## Your objective
How many lines in the data below contain the string "trunk", with case counting? Reply with the number alone.
* Begin Data provided *
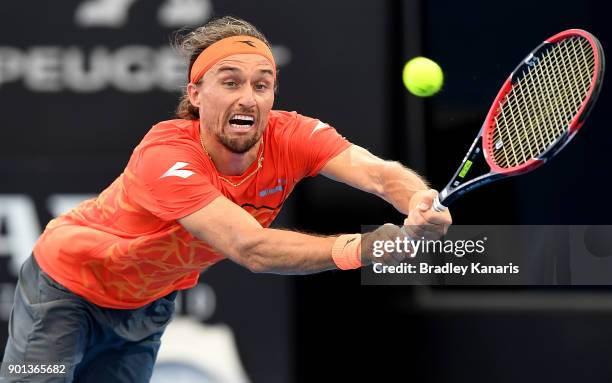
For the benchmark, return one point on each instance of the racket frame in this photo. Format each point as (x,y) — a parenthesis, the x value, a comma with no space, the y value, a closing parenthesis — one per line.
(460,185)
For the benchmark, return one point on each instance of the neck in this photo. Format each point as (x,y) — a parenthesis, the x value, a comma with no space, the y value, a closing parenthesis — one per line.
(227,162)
* End Data provided *
* Begin Data provided *
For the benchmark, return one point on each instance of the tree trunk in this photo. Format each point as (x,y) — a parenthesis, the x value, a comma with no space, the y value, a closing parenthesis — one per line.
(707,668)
* End Data provided *
## Answer to the task
1